··· SUPPLIED INFORMATION

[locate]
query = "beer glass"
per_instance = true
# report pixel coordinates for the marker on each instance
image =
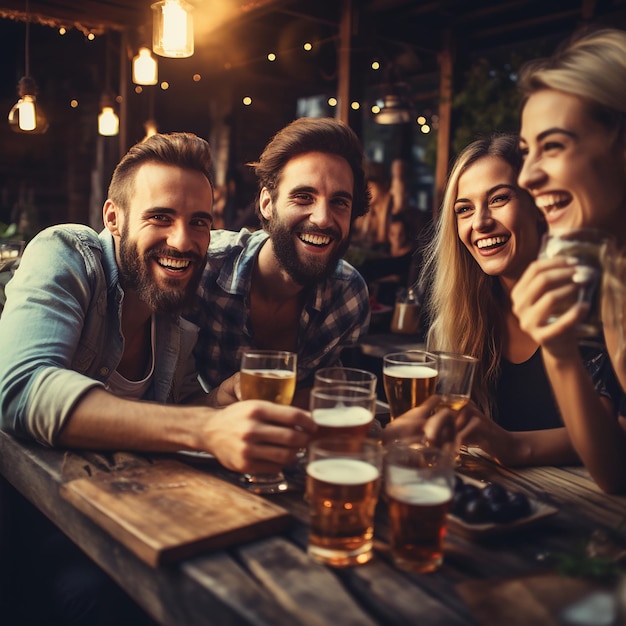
(350, 375)
(419, 485)
(590, 248)
(267, 375)
(343, 409)
(454, 382)
(342, 487)
(409, 378)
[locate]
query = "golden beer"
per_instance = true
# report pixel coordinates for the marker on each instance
(342, 495)
(407, 386)
(272, 385)
(452, 401)
(347, 421)
(417, 519)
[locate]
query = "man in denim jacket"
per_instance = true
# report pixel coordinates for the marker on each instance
(91, 328)
(94, 351)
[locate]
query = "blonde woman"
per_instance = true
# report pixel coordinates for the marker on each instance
(573, 138)
(487, 233)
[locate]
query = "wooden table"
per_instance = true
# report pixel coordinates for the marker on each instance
(272, 582)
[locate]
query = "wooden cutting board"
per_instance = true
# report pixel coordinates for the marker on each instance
(168, 510)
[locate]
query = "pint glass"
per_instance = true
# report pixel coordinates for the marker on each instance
(419, 485)
(409, 378)
(342, 410)
(342, 486)
(590, 248)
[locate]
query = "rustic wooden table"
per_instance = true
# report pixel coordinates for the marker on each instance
(271, 581)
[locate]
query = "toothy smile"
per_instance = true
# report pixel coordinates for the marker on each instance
(173, 264)
(315, 239)
(550, 201)
(491, 242)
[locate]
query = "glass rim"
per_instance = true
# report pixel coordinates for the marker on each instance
(343, 390)
(455, 355)
(394, 355)
(369, 374)
(264, 352)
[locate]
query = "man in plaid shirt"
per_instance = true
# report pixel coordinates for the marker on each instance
(286, 286)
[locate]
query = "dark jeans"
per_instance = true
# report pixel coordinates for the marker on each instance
(49, 581)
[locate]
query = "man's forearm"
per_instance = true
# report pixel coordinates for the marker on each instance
(103, 421)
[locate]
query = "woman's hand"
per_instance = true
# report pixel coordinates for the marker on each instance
(545, 291)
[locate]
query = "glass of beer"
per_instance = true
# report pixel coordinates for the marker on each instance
(409, 378)
(343, 409)
(591, 249)
(342, 487)
(350, 375)
(454, 382)
(419, 485)
(267, 375)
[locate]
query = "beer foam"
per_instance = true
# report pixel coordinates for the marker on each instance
(342, 471)
(270, 373)
(420, 493)
(342, 416)
(410, 371)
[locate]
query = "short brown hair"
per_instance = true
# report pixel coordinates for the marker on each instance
(184, 150)
(312, 135)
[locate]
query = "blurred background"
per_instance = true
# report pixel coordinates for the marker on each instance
(417, 80)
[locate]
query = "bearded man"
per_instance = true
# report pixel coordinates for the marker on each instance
(95, 354)
(286, 287)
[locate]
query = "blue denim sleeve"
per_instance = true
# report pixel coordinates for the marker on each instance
(40, 330)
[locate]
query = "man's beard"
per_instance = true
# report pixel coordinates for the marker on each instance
(315, 269)
(134, 274)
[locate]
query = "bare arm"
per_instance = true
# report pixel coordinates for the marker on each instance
(251, 436)
(597, 436)
(537, 447)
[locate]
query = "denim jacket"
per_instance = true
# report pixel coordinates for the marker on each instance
(60, 334)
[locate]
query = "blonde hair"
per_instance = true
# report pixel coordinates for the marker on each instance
(466, 306)
(592, 66)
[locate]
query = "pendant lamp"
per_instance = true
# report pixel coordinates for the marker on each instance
(172, 29)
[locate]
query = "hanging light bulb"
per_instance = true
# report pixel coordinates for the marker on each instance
(394, 111)
(24, 116)
(108, 121)
(145, 71)
(23, 113)
(172, 32)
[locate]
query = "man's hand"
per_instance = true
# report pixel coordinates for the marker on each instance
(257, 437)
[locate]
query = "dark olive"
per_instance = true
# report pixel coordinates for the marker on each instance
(500, 511)
(470, 491)
(476, 511)
(519, 504)
(458, 483)
(495, 492)
(458, 503)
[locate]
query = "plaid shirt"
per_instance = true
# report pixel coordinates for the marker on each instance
(335, 314)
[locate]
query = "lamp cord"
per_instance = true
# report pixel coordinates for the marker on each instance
(27, 42)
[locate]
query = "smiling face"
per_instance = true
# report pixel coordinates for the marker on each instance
(162, 237)
(573, 166)
(309, 219)
(496, 220)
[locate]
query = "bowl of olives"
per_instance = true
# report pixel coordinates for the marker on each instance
(490, 508)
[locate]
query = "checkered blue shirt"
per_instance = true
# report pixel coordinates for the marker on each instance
(335, 314)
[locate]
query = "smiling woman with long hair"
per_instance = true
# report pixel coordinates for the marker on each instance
(487, 233)
(573, 137)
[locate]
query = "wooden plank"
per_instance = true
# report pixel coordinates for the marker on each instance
(299, 583)
(168, 510)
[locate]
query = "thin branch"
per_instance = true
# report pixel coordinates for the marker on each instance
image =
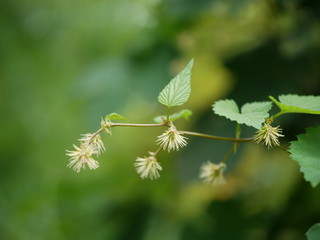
(216, 137)
(139, 124)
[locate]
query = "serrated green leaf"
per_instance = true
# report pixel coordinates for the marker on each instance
(114, 116)
(306, 151)
(298, 104)
(185, 113)
(252, 114)
(314, 232)
(178, 90)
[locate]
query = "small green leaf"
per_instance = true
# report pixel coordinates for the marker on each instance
(178, 90)
(298, 104)
(314, 232)
(306, 151)
(114, 116)
(185, 113)
(252, 114)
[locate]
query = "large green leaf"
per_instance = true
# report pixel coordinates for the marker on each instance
(185, 113)
(178, 90)
(314, 232)
(306, 151)
(252, 114)
(298, 104)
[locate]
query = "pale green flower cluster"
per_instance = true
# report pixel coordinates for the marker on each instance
(148, 167)
(90, 144)
(268, 135)
(213, 173)
(172, 139)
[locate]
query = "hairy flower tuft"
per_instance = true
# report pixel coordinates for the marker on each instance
(148, 167)
(213, 173)
(172, 139)
(268, 135)
(94, 141)
(82, 156)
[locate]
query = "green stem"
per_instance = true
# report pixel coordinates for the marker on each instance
(216, 137)
(283, 148)
(165, 123)
(278, 115)
(232, 149)
(168, 114)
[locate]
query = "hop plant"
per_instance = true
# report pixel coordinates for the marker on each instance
(213, 173)
(268, 135)
(94, 141)
(81, 157)
(148, 167)
(172, 139)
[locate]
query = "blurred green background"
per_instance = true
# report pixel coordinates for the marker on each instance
(64, 64)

······

• _YOUR TASK_
Omitting all pictures, reproduce the records above in their entirety.

• _ANSWER AREA_
[locate]
query = "beer glass"
per_instance = true
# report pixel coordinates for the marker on each instance
image =
(350, 375)
(419, 485)
(590, 248)
(267, 375)
(343, 409)
(454, 382)
(342, 487)
(409, 378)
[locate]
query = "golden beer"
per_instance = true
# report pixel coordinates for the marker on each instance
(342, 495)
(407, 386)
(272, 385)
(452, 401)
(347, 421)
(417, 519)
[locate]
query = "man in denim jacket"
per_instance = true
# report pixel coordinates for the marker on each instance
(91, 328)
(94, 351)
[locate]
query = "blonde woman"
per_instance = true
# report pixel coordinates for the marker on each instance
(573, 138)
(487, 233)
[locate]
query = "wooden table"
per_instance = true
# report pixel coordinates for the marker on each instance
(272, 582)
[locate]
query = "wooden cutting board"
per_instance = true
# report pixel coordinates for the marker on each instance
(168, 510)
[locate]
query = "pint glass"
per_instance = true
# report pixel coordinates for the marker on each instance
(419, 485)
(409, 378)
(342, 410)
(342, 486)
(590, 248)
[locate]
query = "rustic wooden table"
per_instance = true
# report pixel coordinates for the marker on each instance
(271, 581)
[locate]
query = "toothy smile"
per_instance = true
# report pixel coordinates for the marker on each instance
(173, 264)
(315, 239)
(550, 201)
(491, 242)
[locate]
query = "glass rim"
per_instance = true
# report pixel coordinates for the marker on each instance
(343, 390)
(455, 355)
(394, 355)
(369, 374)
(264, 352)
[locate]
query = "man in plaid shirt"
per_instance = true
# report pixel coordinates for the marker on each instance
(286, 286)
[locate]
query = "dark jeans"
per_instance = true
# report pixel coordinates for the marker on each instance
(49, 581)
[locate]
query = "man's forearm"
per_instance = true
# report pixel coordinates for the marker on each instance
(103, 421)
[locate]
query = "woman's hand"
per_instance = true
# report pixel coordinates for the marker on each instance
(545, 291)
[locate]
query = "glass of beer"
per_instance = true
# report pixel coordinates for the marker on each instance
(409, 378)
(343, 409)
(591, 249)
(342, 487)
(350, 375)
(454, 382)
(419, 485)
(267, 375)
[locate]
query = "beer foam"
per_instance = true
# report pixel coordinates for the marker on each instance
(342, 471)
(270, 373)
(420, 493)
(342, 416)
(410, 371)
[locate]
query = "short brown hair"
per_instance = true
# report pixel coordinates for the marker on each instance
(184, 150)
(312, 135)
[locate]
query = "blurred background"
per_instance = true
# report pixel coordinates for the marker on each instance
(417, 80)
[locate]
query = "bearded man"
per_instance = true
# report pixel coordinates for the marker on each instance
(95, 354)
(286, 287)
[locate]
query = "blue denim sleeve"
per_instance = true
# report pixel coordinates for the marker on each instance
(40, 330)
[locate]
query = "man's beard"
per_instance = true
# report pixel coordinates for the marker on each instance
(315, 269)
(134, 274)
[locate]
query = "bare arm"
per_instance = true
# report pixel coordinates for the marker on each instance
(251, 436)
(597, 436)
(537, 447)
[locate]
query = "denim jacket"
per_instance = true
# report pixel coordinates for the marker on each instance
(60, 334)
[locate]
query = "blonde hair"
per_instance = true
# report pixel coordinates for the marker on each instance
(466, 306)
(592, 66)
[locate]
query = "pendant lamp"
per_instance = true
# report pixel coordinates for the marker on each instance
(172, 29)
[locate]
query = "hanging light bulb"
per_instance = true
# report pixel coordinates for the marker on each instance
(394, 111)
(24, 116)
(108, 121)
(145, 71)
(23, 113)
(172, 32)
[locate]
query = "man's hand"
per_instance = true
# report pixel coordinates for the marker on each instance
(257, 437)
[locate]
query = "dark olive"
per_instance = true
# report pixel coordinates for the marker on each instance
(500, 511)
(470, 491)
(476, 511)
(519, 504)
(458, 483)
(495, 492)
(458, 503)
[locate]
query = "plaid shirt"
per_instance = true
# report pixel coordinates for the marker on each instance
(335, 314)
[locate]
query = "lamp cord"
per_instance = true
# report pixel coordinates for the marker on each instance
(27, 42)
[locate]
query = "smiling face"
per_instance = true
# report pixel coordinates for the marker on each instance
(162, 237)
(573, 166)
(309, 219)
(496, 220)
[locate]
query = "bowl of olives"
per_instance = true
# report pixel coordinates for the marker on each instance
(490, 508)
[locate]
query = "checkered blue shirt"
per_instance = true
# report pixel coordinates for the marker on each instance
(335, 314)
[locate]
query = "smiling woman with long hair"
per_instance = true
# report pixel coordinates for the marker on each instance
(487, 233)
(573, 137)
[locate]
query = "wooden plank"
per_instance = true
# report pixel coordinates for the marker on each instance
(299, 583)
(168, 510)
[locate]
query = "thin branch"
per_instance = true
# report pixel coordinates for the marker on each instance
image =
(216, 137)
(139, 124)
[locate]
query = "serrated green leaf"
per_instance = true
# report pixel coordinates for the marker on each instance
(114, 116)
(306, 151)
(298, 104)
(185, 113)
(252, 114)
(314, 232)
(178, 90)
[locate]
query = "small green leaf"
per_instance = true
# report pixel coordinates for the marker on each instance
(178, 90)
(298, 104)
(314, 232)
(306, 151)
(114, 116)
(185, 113)
(252, 114)
[locate]
query = "large green leaf"
per_instance = true
# report pixel coordinates for the marker on each instance
(185, 113)
(178, 90)
(314, 232)
(306, 151)
(252, 114)
(298, 104)
[locate]
query = "pale green flower cluster"
per_instance = true
# report pixel coordinates for the marker on each instance
(148, 167)
(90, 144)
(268, 135)
(213, 173)
(172, 139)
[locate]
query = "hairy flower tuft"
per_instance = true
# report pixel coordinates for the marker on each instance
(148, 167)
(213, 173)
(172, 139)
(268, 135)
(94, 141)
(82, 156)
[locate]
query = "green stem"
per_instance = true
# report pixel coordinates for the marker on each instance
(216, 137)
(283, 148)
(165, 123)
(278, 115)
(232, 149)
(168, 114)
[locate]
query = "hop plant"
per_instance = true
# report pixel coordinates for the marker on each instance
(213, 173)
(268, 135)
(94, 141)
(81, 157)
(148, 167)
(172, 139)
[locate]
query = "blurred green background"
per_instance = true
# report pixel coordinates for the marker on each instance
(64, 64)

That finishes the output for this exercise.